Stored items

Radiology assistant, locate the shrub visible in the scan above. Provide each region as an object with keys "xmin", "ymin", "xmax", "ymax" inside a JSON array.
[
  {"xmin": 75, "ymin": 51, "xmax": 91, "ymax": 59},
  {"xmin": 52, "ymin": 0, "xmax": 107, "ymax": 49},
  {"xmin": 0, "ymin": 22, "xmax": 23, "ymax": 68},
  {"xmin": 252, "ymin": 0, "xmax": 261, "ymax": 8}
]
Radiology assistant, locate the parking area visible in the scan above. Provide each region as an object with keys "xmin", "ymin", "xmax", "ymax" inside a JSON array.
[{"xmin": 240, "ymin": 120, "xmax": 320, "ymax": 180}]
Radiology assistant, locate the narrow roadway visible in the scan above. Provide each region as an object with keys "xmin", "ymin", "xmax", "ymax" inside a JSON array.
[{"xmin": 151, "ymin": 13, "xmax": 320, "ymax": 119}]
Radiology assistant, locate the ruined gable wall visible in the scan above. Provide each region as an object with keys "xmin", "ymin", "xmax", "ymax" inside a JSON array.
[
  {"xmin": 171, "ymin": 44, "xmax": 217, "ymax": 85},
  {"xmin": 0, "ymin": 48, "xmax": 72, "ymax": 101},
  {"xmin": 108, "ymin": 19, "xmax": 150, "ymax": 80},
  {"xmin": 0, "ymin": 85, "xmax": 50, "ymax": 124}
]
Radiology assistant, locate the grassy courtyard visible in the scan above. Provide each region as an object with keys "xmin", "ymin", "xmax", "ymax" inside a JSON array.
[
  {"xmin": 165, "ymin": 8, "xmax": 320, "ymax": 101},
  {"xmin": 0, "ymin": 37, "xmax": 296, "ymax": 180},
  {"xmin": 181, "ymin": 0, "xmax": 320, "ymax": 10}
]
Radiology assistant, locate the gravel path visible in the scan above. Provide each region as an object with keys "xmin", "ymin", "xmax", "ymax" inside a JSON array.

### INSTRUCTIONS TO FOLLOW:
Please pick out every line of the material above that contains the word "region", and copy each one in full.

### WRITTEN RESPONSE:
Radiology assistant, locate the shrub visible in the scan above. Provide each region as an object with keys "xmin", "ymin", "xmax", "ymax" inside a JSON array.
Radiology assistant, locate the parking area visible in the scan above. Provide each region as an object with keys "xmin", "ymin", "xmax", "ymax" inside a JSON array.
Radiology assistant, locate the narrow roadway visible in the scan above. Provide each region as an object with keys "xmin", "ymin", "xmax", "ymax" inside a JSON array.
Radiology assistant, locate the ruined gable wall visible in the scan above. Provide each region as an object with keys "xmin", "ymin", "xmax", "ymax" inside a JSON array.
Radiology assistant, locate the grassy courtyard visible in the scan above. Provide each region as an object with keys "xmin", "ymin", "xmax", "ymax" inside a JSON array.
Radiology assistant, locate the gravel path visible in the scan above. Provide each region as an object with keys "xmin", "ymin", "xmax", "ymax" inside a JSON array.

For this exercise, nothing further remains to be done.